* begin Source document *

1) Exchange must cease to be accidental and become regular. If production is primarily happening for personal subsistence and not for exchange then the comparing of the products of labor in the market place will not be regular enough for these comparisons to have an enduring impact on production. The law of value requires regular exchange in order for production and exchange to act upon each other (dialectically). Here we might also mention those bourgeois theories of the LTV going back to Adam Smith that imagine primitive man operating under the law of value merely because he must weigh the utility of his product against the disutility of his labor (Smiths “toil and trouble”). Marx doesn’t deny that any labor entails a subjective valuation of the usefulness of the product in relation to the amount of labor expended. But he maintains that something entirely different and unique happens when we exchange those products in a market. We don’t place any utility on the products of our labor. We produce them merely for their exchange value. This changes everything. (Actually even in a less developed economy where exchange is of surplus products left over after producers have produced their means of subsistence it is still true that this surplus product has no direct utility for the worker. It exists merely to be exchanged.) The law of value does not pertain to all work in all societies. It pertains to commodity exchange. Incidentally, Kevin Carson, whose book “Mutualist Political Economy” I’ve been reading recently, makes this same mistake in his attempt to create a “subjective reformulation” of the LTV.

2) Commodities must be “produced on both sides in approximately sufficient quantities to meet mutual requirements, something learned from mutual experience in trading and therefore a natural outgrowth of continued trading.” This means that there production for exchange must be regular enough that the laws of supply and demand can operate freely. When supply and demand equal each other then prices equal values. But as Marx says later in this chapter supply and demand rarely meet. Their deviation is the mechanism through which the law of value works. Changes in one produce changes in the other. The division of labor is coordinated through the market. This is not the way Austrian subjective value theory views the situation. Subjective valuation only works if we take the mass of products on the market as given. Passive consumers must encounter and preexisting world of commodities.

3) No monopolies can exist which allow producers to sell products above their values. This qualification also helps dispense with some of the Austrian strawmen. Obviously Picasso paintings are not priced at their labor time. This is because Picasso paintings are not freely reproducible goods. The high price of a Picasso can not attract other producers to paint Picassos. Thus the law of value cannot exert itself. The law of value explains the way in which commodity exchange apportions social labor. In cases of monopoly there is a barrier to this apportioning of social labor. Monopolists get their excess profits by excluding other people from a sphere of production.

(Keep in mind we are still talking about simple commodity production and not capitalist commodity production.) Within a sphere of production, say house builders, it may be that some work more efficiently than others. This could be due to individual differences in ability or to differences in the conditions of production from one place to another. Some carpenters may have access to better materials or tools, or be building in easier locations. When these differing products meet in the market place, when these various carpenter labors are compared, what determines the market value? Marx says it is the average value that determines the market value. Carpenters working above the average will receive a surplus- they sell at the market value but for less labor. Carpenters working below the average productivity will receive less surplus- they sell at the market value but for more work than the others. Thus, most of the time, the socially necessary labor time is set by the average productivity, production under average conditions. Notice that already with the concept of market value we see price diverging from the specific labor-inputs of individuals and moving toward social average. This means that some individuals receive more or less value in exchange than they produce. This is only possible because money embodies abstract labor.

* end Source document *
* begin Records shown *

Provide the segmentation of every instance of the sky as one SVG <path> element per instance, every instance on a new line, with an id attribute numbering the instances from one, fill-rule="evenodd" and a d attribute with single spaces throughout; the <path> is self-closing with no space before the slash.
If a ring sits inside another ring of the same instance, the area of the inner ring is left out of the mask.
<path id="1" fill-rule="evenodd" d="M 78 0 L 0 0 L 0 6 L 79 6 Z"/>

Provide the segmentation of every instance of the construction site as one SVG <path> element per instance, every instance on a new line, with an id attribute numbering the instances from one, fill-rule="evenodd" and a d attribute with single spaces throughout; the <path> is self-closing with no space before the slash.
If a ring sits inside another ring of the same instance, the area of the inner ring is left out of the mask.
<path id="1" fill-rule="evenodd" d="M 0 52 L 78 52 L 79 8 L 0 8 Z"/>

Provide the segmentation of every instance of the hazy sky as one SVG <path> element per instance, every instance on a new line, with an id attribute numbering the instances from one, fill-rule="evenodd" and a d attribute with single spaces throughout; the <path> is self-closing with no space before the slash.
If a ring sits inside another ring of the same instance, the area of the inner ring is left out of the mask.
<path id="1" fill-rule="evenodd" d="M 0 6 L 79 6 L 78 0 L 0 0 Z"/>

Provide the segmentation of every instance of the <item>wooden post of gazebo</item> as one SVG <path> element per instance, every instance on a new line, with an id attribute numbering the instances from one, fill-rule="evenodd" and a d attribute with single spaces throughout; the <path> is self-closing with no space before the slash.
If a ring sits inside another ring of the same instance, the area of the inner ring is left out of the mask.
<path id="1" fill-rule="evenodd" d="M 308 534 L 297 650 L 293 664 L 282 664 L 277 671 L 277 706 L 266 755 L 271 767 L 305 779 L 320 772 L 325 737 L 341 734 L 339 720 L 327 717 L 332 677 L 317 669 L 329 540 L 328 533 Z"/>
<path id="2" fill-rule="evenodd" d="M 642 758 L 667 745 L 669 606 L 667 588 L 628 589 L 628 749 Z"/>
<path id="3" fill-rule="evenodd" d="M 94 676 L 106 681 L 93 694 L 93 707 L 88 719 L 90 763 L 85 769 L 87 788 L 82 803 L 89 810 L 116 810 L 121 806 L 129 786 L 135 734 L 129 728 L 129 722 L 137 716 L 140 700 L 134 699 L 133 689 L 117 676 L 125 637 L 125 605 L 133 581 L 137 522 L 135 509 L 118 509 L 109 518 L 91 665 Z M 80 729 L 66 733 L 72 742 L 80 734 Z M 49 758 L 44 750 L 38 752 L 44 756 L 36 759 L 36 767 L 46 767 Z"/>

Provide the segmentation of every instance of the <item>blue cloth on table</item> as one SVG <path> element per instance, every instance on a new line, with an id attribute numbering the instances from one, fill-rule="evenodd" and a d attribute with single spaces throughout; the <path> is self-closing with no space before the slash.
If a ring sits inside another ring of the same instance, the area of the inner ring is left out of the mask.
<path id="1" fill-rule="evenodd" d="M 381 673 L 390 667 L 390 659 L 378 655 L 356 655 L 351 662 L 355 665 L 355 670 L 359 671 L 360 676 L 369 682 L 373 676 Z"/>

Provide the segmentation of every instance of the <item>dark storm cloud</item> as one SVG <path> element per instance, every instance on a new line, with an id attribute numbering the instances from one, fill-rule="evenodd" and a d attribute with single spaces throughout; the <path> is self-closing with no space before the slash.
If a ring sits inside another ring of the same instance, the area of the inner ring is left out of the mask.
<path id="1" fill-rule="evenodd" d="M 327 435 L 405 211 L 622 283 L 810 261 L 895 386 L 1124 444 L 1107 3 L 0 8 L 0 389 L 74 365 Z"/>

* end Records shown *

In the passage on the law of value above, repeat word for word the part starting with "3) No monopolies" and going on through "sphere of production.".

■ **Full response**
3) No monopolies can exist which allow producers to sell products above their values. This qualification also helps dispense with some of the Austrian strawmen. Obviously Picasso paintings are not priced at their labor time. This is because Picasso paintings are not freely reproducible goods. The high price of a Picasso can not attract other producers to paint Picassos. Thus the law of value cannot exert itself. The law of value explains the way in which commodity exchange apportions social labor. In cases of monopoly there is a barrier to this apportioning of social labor. Monopolists get their excess profits by excluding other people from a sphere of production.